▶ **Quoted text**:
· · · ·
SECTION 27. CONFIDENTIALITY.
Each of Custodian and Disbursement Agent hereby acknowledges and
agrees that (i) all written or computer-readable information provided by Buyer
or Sellers regarding Buyer or Sellers and (ii) the terms of this Custodial
Agreement and the Repurchase Agreement (the "Confidential Information"), shall
be kept confidential and shall not be divulged to any Person other than the
parties hereto without the Buyer's and Sellers' prior written consent.
Notwithstanding anything herein to the contrary, the foregoing shall not be
construed to prohibit (i) disclosure of any and all information that is or
becomes publicly known, or information obtained by the Custodian or Disbursement
Agent from sources other than the parties hereto, (ii) disclosure of any and all
information (A) required to be disclosed by applicable rule or regulation, (B)
to any government agency or regulatory body having or claiming authority to
regulate or oversee any aspect of Custodian's or Disbursement Agent's business
or that of its
-27-
affiliates, (C) pursuant to any subpoena, civil investigative demand or similar
demand or request of any court, regulatory authority, arbitrator or arbitration
to which the Custodian or Disbursement Agent or any affiliate, officer,
director, employer or shareholder of Custodian or Disbursement Agent or any
affiliate, officer, director, employer or shareholder of Custodian or
Disbursment Agent is a party or (D) to any affiliate, independent auditor or
internal auditor, agent, employee or attorney of Custodian or Disbursement Agent
having a need to know the same, provided that the Trustee or Custodian advises
such recipient of the confidential nature of the information being disclosed, or
(iii) any other disclosure authorized by this Agreement or the parties hereto.
· · · ·
▶ **Data**:

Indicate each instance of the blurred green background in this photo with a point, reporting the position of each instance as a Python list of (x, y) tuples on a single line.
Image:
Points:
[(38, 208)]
· · · ·
Extend the confidentiality section of the custodial agreement, beginning right after its final sentence.

▶ **Result for this exercise**:
To the extent that Custodian or Disbursement Agent, as applicable, is required
to disclose Confidential Information pursuant to the requirements of any legal
proceeding, Custodian or Disbursement Agent, as applicable, shall notify Buyer
and Sellers in writing within one Business Day of its knowledge of such legally
required disclosure so that Buyer or Sellers may seek an appropriate protective
order and/or waive Custodian's or Disbursement Agent's compliance, as
applicable, with this Custodial Agreement. In the absence of a protective order
or waiver, Custodian or Disbursement Agent, as applicable, may disclose the
relevant Confidential Information if, in the opinion of its counsel, failure to
disclose such Confidential Information would subject Custodian or Disbursement
Agent, as applicable, to liability for contempt, censure or other legal penalty
or liability.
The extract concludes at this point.